*Exercise directions:*
Return the following lines exactly as they appear.

START Recorded data

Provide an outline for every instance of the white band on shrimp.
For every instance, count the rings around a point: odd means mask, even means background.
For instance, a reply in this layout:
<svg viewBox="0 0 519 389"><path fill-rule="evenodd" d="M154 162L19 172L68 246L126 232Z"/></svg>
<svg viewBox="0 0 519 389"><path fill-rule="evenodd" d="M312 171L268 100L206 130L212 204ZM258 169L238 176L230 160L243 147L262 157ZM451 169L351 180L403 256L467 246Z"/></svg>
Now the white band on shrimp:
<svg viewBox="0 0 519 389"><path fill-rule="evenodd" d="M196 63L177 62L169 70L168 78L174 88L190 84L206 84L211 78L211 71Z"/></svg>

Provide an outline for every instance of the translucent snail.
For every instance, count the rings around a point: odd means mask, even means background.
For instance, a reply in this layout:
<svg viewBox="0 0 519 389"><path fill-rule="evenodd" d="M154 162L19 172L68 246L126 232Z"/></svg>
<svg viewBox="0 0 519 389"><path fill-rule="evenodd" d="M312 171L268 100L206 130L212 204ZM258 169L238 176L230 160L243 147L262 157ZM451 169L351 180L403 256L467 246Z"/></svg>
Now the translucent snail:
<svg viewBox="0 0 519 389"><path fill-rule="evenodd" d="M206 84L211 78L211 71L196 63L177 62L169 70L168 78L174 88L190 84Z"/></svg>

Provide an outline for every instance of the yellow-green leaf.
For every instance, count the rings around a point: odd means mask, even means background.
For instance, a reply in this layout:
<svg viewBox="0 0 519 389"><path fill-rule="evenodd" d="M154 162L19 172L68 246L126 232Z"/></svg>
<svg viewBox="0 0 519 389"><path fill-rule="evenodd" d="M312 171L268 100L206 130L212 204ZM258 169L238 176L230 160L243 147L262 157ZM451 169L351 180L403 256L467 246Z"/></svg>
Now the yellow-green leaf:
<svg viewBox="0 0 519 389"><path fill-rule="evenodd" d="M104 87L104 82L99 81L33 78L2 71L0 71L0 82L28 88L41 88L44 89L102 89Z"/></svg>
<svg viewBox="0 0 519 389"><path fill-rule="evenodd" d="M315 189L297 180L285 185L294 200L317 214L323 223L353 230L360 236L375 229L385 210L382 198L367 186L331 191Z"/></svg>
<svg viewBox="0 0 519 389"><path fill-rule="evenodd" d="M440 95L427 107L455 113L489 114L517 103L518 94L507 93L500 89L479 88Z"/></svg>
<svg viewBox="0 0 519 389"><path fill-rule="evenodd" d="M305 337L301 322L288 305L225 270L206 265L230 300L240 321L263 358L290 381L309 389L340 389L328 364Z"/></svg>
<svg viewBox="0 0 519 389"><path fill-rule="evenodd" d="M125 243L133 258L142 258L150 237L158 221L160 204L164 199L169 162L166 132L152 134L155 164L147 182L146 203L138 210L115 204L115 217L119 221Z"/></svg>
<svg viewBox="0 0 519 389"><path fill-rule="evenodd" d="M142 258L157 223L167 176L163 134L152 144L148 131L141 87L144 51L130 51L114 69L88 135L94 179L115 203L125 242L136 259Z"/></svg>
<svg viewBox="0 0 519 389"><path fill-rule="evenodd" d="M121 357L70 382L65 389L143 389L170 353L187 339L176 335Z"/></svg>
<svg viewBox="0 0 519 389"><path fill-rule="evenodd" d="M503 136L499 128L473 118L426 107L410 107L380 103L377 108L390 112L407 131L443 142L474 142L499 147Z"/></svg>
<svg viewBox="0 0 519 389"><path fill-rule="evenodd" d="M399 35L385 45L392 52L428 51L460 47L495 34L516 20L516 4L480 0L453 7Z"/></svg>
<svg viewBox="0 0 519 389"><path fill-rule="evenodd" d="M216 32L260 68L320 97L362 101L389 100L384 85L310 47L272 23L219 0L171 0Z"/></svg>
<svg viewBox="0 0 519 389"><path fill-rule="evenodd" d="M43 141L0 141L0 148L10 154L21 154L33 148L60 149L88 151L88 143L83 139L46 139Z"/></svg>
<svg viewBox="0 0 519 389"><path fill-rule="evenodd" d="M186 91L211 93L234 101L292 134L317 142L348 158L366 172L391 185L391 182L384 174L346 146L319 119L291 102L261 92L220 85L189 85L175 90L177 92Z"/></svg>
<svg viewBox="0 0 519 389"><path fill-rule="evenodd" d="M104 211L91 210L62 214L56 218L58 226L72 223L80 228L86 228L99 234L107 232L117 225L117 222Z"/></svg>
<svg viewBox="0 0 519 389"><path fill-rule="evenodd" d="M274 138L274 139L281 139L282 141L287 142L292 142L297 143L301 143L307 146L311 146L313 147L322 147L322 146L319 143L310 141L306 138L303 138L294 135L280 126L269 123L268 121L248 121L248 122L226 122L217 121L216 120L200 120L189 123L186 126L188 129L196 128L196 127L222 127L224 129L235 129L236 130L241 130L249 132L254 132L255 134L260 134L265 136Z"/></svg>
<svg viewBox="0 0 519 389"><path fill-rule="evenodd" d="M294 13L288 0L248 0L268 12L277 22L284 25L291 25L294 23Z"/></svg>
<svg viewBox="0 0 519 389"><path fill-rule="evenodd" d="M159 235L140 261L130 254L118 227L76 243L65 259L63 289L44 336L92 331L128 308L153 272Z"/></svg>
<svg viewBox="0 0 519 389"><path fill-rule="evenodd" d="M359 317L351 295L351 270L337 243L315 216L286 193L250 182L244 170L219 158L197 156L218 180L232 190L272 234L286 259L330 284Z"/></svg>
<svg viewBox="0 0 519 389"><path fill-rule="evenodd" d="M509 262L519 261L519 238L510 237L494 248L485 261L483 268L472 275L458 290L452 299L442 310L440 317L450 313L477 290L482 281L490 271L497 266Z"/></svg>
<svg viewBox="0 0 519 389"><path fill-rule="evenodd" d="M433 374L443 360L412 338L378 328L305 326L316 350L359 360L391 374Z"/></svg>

END Recorded data

*Response for this exercise:*
Provide an outline for every instance of the white band on shrimp.
For every instance, count the rings around a point: odd means mask, even means background.
For instance, a reply in this layout:
<svg viewBox="0 0 519 389"><path fill-rule="evenodd" d="M154 162L19 172L68 246L126 232Z"/></svg>
<svg viewBox="0 0 519 389"><path fill-rule="evenodd" d="M312 171L268 100L206 130L212 204ZM258 169L238 176L230 160L243 147L262 157ZM451 169L351 180L403 256L467 246Z"/></svg>
Now the white band on shrimp:
<svg viewBox="0 0 519 389"><path fill-rule="evenodd" d="M196 63L177 62L169 70L168 78L174 88L190 84L206 84L211 78L211 71Z"/></svg>

Provide an outline for every instance of the translucent snail.
For every instance, count the rings around a point: odd means mask, even means background.
For instance, a reply in this layout:
<svg viewBox="0 0 519 389"><path fill-rule="evenodd" d="M154 162L19 172L68 246L126 232Z"/></svg>
<svg viewBox="0 0 519 389"><path fill-rule="evenodd" d="M312 171L268 100L206 130L212 204ZM258 169L238 176L230 160L243 147L262 157ZM451 169L351 180L403 256L467 246Z"/></svg>
Now the translucent snail:
<svg viewBox="0 0 519 389"><path fill-rule="evenodd" d="M206 84L211 78L211 71L196 63L177 62L169 70L168 78L174 88L190 84Z"/></svg>

Provide an outline for every instance of the yellow-green leaf.
For every instance, count the rings around a point: odd means mask, even means background.
For instance, a reply in this layout:
<svg viewBox="0 0 519 389"><path fill-rule="evenodd" d="M154 162L19 172L68 246L126 232Z"/></svg>
<svg viewBox="0 0 519 389"><path fill-rule="evenodd" d="M312 171L268 100L206 130L212 204ZM258 169L238 176L230 160L243 147L262 157ZM451 169L351 180L403 256L467 246Z"/></svg>
Now the yellow-green leaf:
<svg viewBox="0 0 519 389"><path fill-rule="evenodd" d="M104 87L104 82L99 81L33 78L2 71L0 71L0 82L28 88L41 88L44 89L102 89Z"/></svg>
<svg viewBox="0 0 519 389"><path fill-rule="evenodd" d="M315 189L297 180L285 185L294 200L317 214L323 223L353 230L360 236L375 229L385 210L382 198L367 186L331 191Z"/></svg>
<svg viewBox="0 0 519 389"><path fill-rule="evenodd" d="M440 95L427 107L455 113L489 114L517 103L518 94L507 93L500 89L479 88Z"/></svg>
<svg viewBox="0 0 519 389"><path fill-rule="evenodd" d="M305 337L301 322L288 305L225 270L206 265L230 300L240 321L263 358L290 381L309 389L340 389L328 364Z"/></svg>
<svg viewBox="0 0 519 389"><path fill-rule="evenodd" d="M125 243L133 258L142 258L150 237L158 221L160 204L164 199L169 162L166 132L152 134L155 164L147 182L146 203L138 210L115 204L115 217L119 221Z"/></svg>
<svg viewBox="0 0 519 389"><path fill-rule="evenodd" d="M142 258L157 223L167 176L163 134L152 144L148 131L141 87L144 51L130 51L114 69L88 135L94 179L115 203L125 242L136 259Z"/></svg>
<svg viewBox="0 0 519 389"><path fill-rule="evenodd" d="M121 357L70 382L65 389L143 389L170 353L187 339L176 335Z"/></svg>
<svg viewBox="0 0 519 389"><path fill-rule="evenodd" d="M503 136L499 128L473 118L426 107L410 107L380 103L377 108L390 112L407 131L443 142L474 142L499 147Z"/></svg>
<svg viewBox="0 0 519 389"><path fill-rule="evenodd" d="M399 35L385 45L392 52L428 51L460 47L495 34L516 20L516 4L480 0L453 7Z"/></svg>
<svg viewBox="0 0 519 389"><path fill-rule="evenodd" d="M216 32L260 68L320 97L362 101L389 100L384 85L310 47L272 23L219 0L171 0Z"/></svg>
<svg viewBox="0 0 519 389"><path fill-rule="evenodd" d="M43 141L0 141L0 148L10 154L21 154L33 148L60 149L88 151L88 143L83 139L46 139Z"/></svg>
<svg viewBox="0 0 519 389"><path fill-rule="evenodd" d="M186 91L211 93L234 101L292 134L317 142L348 158L366 172L391 185L391 182L384 174L346 146L319 119L291 102L261 92L220 85L189 85L175 90L177 92Z"/></svg>
<svg viewBox="0 0 519 389"><path fill-rule="evenodd" d="M104 211L91 210L62 214L56 218L58 226L72 223L80 228L86 228L99 234L107 232L117 225L117 222Z"/></svg>
<svg viewBox="0 0 519 389"><path fill-rule="evenodd" d="M274 138L274 139L281 139L282 141L287 142L292 142L297 143L301 143L307 146L311 146L313 147L322 147L322 146L319 143L310 141L306 138L303 138L294 135L280 126L269 123L268 121L248 121L248 122L226 122L217 121L216 120L200 120L189 123L186 126L188 129L196 128L196 127L222 127L224 129L235 129L236 130L241 130L249 132L254 132L255 134L260 134L265 136Z"/></svg>
<svg viewBox="0 0 519 389"><path fill-rule="evenodd" d="M294 13L288 0L248 0L268 12L277 22L284 25L291 25L294 23Z"/></svg>
<svg viewBox="0 0 519 389"><path fill-rule="evenodd" d="M159 235L140 261L130 254L118 227L76 243L65 259L63 289L44 336L92 331L128 308L153 272Z"/></svg>
<svg viewBox="0 0 519 389"><path fill-rule="evenodd" d="M359 317L351 295L351 270L337 243L315 216L286 193L250 182L244 170L219 158L197 156L218 180L232 190L272 234L286 259L330 284Z"/></svg>
<svg viewBox="0 0 519 389"><path fill-rule="evenodd" d="M509 262L519 261L519 238L510 237L494 248L485 261L483 268L472 275L458 290L452 299L442 310L440 317L450 313L477 290L482 281L490 271L497 266Z"/></svg>
<svg viewBox="0 0 519 389"><path fill-rule="evenodd" d="M433 374L443 360L412 338L378 328L305 326L316 350L359 360L391 374Z"/></svg>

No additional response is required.